Task statement: All the entries below should be reproduced exactly.

Dataset entries:
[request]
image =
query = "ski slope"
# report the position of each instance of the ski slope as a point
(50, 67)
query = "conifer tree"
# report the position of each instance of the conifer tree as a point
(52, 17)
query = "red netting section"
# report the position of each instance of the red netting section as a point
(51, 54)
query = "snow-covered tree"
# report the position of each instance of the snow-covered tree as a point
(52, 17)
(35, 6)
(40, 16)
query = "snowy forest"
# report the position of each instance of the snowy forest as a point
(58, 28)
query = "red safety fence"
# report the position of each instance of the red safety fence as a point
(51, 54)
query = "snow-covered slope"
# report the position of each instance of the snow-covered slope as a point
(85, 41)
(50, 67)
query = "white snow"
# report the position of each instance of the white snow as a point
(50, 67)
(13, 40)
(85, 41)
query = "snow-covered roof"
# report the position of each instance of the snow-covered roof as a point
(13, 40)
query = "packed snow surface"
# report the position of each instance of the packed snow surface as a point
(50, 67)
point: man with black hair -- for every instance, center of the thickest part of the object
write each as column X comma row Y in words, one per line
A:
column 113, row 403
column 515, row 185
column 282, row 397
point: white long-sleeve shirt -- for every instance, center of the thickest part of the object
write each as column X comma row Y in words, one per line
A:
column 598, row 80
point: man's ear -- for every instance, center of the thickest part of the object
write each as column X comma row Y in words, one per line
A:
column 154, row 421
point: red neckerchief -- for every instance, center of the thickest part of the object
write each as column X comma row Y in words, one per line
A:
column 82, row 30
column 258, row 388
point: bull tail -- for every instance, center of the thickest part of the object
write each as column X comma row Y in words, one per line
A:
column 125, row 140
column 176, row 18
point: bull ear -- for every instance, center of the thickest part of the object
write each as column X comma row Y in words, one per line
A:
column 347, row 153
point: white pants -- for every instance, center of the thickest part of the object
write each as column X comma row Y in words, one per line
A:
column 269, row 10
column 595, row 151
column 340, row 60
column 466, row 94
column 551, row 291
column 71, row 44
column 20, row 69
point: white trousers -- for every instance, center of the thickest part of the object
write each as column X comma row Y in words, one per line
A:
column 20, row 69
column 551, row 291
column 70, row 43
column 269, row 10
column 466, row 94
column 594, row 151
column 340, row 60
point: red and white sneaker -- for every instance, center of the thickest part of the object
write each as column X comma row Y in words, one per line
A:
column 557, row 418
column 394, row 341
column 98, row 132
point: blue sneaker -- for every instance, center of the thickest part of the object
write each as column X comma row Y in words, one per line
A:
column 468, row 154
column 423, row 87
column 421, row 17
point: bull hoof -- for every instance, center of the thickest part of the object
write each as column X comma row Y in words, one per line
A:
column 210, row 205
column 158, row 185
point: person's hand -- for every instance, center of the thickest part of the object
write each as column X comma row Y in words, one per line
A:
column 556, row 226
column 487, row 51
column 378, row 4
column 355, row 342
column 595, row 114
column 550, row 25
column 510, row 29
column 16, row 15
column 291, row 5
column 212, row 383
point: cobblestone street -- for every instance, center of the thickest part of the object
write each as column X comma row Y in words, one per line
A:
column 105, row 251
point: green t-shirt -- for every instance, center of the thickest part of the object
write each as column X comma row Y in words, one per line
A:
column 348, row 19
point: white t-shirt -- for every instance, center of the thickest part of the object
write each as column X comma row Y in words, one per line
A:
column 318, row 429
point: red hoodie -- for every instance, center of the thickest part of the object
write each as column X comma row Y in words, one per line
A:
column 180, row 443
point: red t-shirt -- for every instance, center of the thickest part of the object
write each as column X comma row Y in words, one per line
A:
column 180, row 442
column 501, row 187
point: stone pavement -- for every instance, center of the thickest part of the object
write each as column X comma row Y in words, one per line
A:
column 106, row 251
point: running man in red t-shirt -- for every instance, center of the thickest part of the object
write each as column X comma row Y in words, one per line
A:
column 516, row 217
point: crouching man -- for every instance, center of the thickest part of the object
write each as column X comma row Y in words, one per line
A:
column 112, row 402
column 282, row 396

Solution:
[request]
image =
query = "ski slope"
# report the position of each instance of the ski slope as a point
(50, 67)
query = "conifer tree"
# report the position of each instance of the conifer tree as a point
(52, 17)
query = "red netting section"
# report the position of each instance of the red netting section as a point
(51, 54)
query = "snow-covered tree"
# report the position of each instance of the snow-covered tree as a point
(52, 17)
(35, 6)
(40, 16)
query = "snowy forest"
# report the position of each instance of the snowy forest as a point
(58, 28)
query = "red safety fence"
# report the position of each instance of the red safety fence as a point
(51, 54)
query = "snow-covered slope"
# report the position of each instance of the snow-covered slope as a point
(85, 41)
(50, 67)
query = "white snow"
# report the position of each instance of the white snow as a point
(50, 67)
(13, 40)
(85, 41)
query = "snow-covered roof"
# report the position of each instance of the snow-covered roof as a point
(13, 40)
query = "packed snow surface"
# report the position of each instance of the packed snow surface as a point
(50, 67)
point: man with black hair -- for every instance, center of the thickest part of the object
write each as column X comma row Y in words, one per line
A:
column 113, row 403
column 515, row 185
column 282, row 397
point: white long-sleeve shirt -- for every instance, center of the thickest part of the object
write each as column X comma row Y in words, one per line
A:
column 598, row 80
point: man's ear -- for every instance, center of the thickest part of the object
write each as column X comma row Y in words, one per line
A:
column 154, row 421
point: red neckerchief -- for every instance, center of the thickest part of the object
write each as column X comma row Y in words, one per line
A:
column 82, row 30
column 258, row 388
point: bull tail -- for every instance, center of the thickest part of the object
write each as column X comma row Y in words, one per line
A:
column 125, row 140
column 176, row 18
point: bull ear -- for every instance, center of the thickest part of the object
write each as column X comma row Y in words, one per line
A:
column 347, row 153
point: white pants -- for every instance, center of the thickest part of the object
write each as column X comma row Y in words, one per line
A:
column 269, row 10
column 595, row 151
column 340, row 60
column 466, row 94
column 551, row 291
column 71, row 44
column 20, row 69
point: white trousers -- for every instance, center of the thickest part of the object
write each as column X comma row Y in words, one per line
A:
column 20, row 69
column 551, row 291
column 70, row 43
column 269, row 10
column 466, row 94
column 594, row 151
column 340, row 60
point: red and white sneaker -- for every instance, center of the thickest part of the object
write each as column X comma row Y in words, one per line
A:
column 557, row 418
column 394, row 341
column 98, row 132
point: blue sneaker -- for every instance, center of the thickest part of the object
write each as column X comma row Y in words, one per line
A:
column 468, row 154
column 423, row 87
column 421, row 17
point: bull hoof -- for every instance, center of the thickest part of the object
write each as column X comma row Y in words, one per line
A:
column 210, row 205
column 158, row 185
point: person's hand -- for every instance, center of the thickest part of the object
write each as column X comma row Y in words, one per line
A:
column 556, row 226
column 487, row 51
column 378, row 4
column 355, row 342
column 595, row 114
column 550, row 25
column 510, row 29
column 16, row 15
column 291, row 5
column 212, row 383
point: cobblestone street -- for every instance, center of the thickest part of the object
write each as column X comma row Y in words, one per line
A:
column 105, row 251
point: green t-shirt -- for every instance, center of the thickest part of the object
write each as column X comma row Y in words, one per line
A:
column 348, row 19
point: white t-shirt -- for every instance, center of the thickest part of the object
write each as column X comma row Y in words, one per line
A:
column 318, row 429
point: red hoodie -- for every instance, center of the thickest part of the object
write each as column X comma row Y in words, one per line
A:
column 180, row 443
point: red t-shirt -- for every instance, center of the thickest part of the object
write each as column X comma row Y in words, one per line
A:
column 180, row 442
column 501, row 187
point: stone pavement -- for every instance, center of the thickest part of the object
write each as column X comma row Y in words, one per line
A:
column 106, row 251
point: running man in red t-shirt -- for every instance, center of the thickest part of the object
write each as column X comma row Y in words, one per line
A:
column 516, row 217
point: crouching man -- for every instance, center of the thickest part of the object
write each as column X comma row Y in words, one per line
A:
column 112, row 402
column 282, row 396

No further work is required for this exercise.